Pointing records:
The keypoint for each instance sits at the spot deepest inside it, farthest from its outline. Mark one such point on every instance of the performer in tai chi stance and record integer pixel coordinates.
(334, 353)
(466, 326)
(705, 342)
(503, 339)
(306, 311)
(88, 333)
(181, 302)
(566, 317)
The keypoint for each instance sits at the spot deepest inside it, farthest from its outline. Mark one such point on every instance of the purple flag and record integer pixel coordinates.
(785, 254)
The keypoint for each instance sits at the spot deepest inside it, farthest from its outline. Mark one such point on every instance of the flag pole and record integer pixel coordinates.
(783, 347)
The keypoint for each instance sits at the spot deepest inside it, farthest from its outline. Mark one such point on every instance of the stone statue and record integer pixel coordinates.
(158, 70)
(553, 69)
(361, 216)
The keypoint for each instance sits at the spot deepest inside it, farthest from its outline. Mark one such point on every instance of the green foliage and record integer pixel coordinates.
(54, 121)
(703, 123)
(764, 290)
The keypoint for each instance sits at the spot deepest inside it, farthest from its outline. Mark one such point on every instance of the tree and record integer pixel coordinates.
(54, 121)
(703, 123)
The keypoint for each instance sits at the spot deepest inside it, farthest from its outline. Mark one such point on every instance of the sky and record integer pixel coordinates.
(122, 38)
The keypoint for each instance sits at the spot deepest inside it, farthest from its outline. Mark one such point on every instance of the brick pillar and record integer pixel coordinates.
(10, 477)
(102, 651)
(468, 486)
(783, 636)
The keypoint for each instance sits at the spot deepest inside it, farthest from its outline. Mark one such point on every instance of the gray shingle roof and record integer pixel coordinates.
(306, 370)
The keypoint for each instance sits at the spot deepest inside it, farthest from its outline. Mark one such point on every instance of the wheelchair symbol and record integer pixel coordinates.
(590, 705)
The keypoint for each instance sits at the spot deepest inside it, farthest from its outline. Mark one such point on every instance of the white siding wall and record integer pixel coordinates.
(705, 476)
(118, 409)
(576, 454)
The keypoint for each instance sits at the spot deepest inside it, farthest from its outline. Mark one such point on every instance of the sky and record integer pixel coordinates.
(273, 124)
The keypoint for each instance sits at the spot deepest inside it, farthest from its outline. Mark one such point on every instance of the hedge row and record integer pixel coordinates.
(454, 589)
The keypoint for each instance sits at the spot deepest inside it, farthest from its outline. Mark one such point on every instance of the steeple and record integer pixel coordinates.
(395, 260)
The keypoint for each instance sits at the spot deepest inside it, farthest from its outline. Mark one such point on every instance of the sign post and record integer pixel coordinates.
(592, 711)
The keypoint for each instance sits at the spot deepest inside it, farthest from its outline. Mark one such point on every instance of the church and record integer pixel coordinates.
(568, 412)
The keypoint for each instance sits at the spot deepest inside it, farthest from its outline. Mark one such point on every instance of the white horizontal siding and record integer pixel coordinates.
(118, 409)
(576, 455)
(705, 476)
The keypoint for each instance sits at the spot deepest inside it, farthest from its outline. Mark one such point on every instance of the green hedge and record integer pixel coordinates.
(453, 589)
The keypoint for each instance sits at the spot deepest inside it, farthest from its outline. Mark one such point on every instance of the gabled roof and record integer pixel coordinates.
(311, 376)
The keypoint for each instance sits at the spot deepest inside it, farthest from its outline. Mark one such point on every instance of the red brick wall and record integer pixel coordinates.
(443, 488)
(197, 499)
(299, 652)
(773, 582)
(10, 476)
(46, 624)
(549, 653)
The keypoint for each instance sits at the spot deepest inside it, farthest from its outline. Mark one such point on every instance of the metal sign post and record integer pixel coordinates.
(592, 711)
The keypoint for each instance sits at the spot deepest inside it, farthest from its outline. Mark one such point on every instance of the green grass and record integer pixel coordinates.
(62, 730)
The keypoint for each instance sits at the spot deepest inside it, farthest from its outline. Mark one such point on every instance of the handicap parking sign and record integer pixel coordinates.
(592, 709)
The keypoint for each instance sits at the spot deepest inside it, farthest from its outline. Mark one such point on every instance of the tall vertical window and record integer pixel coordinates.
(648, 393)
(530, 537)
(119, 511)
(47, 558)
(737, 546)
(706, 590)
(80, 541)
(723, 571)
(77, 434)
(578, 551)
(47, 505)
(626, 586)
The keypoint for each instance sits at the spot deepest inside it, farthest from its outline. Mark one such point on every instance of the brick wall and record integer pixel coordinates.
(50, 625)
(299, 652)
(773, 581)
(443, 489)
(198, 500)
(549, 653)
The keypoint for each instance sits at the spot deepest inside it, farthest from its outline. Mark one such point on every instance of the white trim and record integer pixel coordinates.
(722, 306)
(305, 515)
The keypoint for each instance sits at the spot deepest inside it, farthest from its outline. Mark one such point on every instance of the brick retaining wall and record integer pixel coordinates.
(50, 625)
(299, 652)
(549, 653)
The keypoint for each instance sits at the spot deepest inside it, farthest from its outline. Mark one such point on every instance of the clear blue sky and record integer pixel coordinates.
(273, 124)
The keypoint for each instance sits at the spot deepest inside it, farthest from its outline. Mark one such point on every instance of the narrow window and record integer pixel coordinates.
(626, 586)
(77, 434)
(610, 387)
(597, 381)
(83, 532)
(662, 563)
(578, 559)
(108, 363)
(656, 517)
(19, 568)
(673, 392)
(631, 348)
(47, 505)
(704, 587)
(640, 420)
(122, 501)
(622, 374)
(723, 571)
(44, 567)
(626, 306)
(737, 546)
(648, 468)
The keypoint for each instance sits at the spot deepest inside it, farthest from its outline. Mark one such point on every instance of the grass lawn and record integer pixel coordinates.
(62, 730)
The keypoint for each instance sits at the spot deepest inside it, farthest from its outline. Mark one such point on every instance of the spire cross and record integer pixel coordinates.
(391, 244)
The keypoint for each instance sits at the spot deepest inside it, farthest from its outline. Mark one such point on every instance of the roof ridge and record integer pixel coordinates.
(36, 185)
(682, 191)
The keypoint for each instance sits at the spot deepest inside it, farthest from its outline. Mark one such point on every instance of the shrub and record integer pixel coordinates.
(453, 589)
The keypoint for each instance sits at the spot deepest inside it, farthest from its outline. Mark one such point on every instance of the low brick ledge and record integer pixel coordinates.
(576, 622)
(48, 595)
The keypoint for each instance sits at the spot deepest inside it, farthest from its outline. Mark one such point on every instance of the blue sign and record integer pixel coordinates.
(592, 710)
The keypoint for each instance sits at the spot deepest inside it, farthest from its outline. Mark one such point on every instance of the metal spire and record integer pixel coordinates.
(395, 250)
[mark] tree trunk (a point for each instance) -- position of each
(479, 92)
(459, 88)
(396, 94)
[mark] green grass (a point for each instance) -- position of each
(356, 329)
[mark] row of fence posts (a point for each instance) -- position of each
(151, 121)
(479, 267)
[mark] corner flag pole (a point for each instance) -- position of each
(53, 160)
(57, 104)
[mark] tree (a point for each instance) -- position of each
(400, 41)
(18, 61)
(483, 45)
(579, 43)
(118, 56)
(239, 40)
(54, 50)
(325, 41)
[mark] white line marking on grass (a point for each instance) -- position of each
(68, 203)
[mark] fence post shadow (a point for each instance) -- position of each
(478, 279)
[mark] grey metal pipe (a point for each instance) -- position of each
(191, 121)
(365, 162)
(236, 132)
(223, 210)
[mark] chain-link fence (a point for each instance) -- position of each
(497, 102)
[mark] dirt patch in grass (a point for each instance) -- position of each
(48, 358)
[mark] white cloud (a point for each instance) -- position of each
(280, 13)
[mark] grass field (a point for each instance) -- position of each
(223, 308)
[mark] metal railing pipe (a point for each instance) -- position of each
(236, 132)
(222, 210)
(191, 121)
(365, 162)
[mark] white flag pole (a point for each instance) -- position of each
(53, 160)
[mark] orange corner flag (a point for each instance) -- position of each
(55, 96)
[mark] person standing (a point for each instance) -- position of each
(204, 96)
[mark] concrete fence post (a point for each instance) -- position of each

## WHAT YOU ARE ASKED TO DO
Each line from the one containing "[mark] tree trunk" to the final line of the entries above must be returned exactly, and no other line may appear.

## THE ANSWER
[mark] tree trunk (a point for each instance) -- position of each
(479, 92)
(459, 88)
(396, 94)
[mark] green grass (a point for each instance) -- position of each
(356, 329)
[mark] row of fence posts (a point for each instance) -- position of each
(151, 121)
(479, 267)
[mark] corner flag pole (a point for each instance) -- position of each
(53, 160)
(57, 104)
[mark] tree (a point for each instance) -- position of each
(400, 41)
(18, 61)
(483, 45)
(579, 43)
(118, 56)
(239, 40)
(54, 50)
(325, 41)
[mark] white line marking on grass (a point for each instance) -- position of each
(68, 203)
[mark] fence post shadow (a point for each instance) -- position of each
(478, 279)
[mark] grey metal pipe (a point for each instance) -- position of each
(191, 121)
(365, 162)
(236, 132)
(223, 210)
[mark] chain-link fence (a point for each instance) -- position of each
(497, 102)
[mark] dirt patch in grass (a point for each instance) -- position of each
(48, 358)
[mark] white cloud (a point for each instance) -- position of each
(280, 13)
[mark] grass field (a point for each instance) -- position of each
(223, 308)
[mark] metal railing pipe (a point for each instance) -- position of each
(236, 132)
(222, 210)
(191, 121)
(365, 162)
[mark] white flag pole (a point for each instance) -- position of each
(53, 160)
[mark] orange corner flag (a point for each instance) -- position of each
(55, 96)
[mark] person standing (a point for each instance) -- position of each
(204, 96)
[mark] concrete fence post (a point for each instance) -- position of each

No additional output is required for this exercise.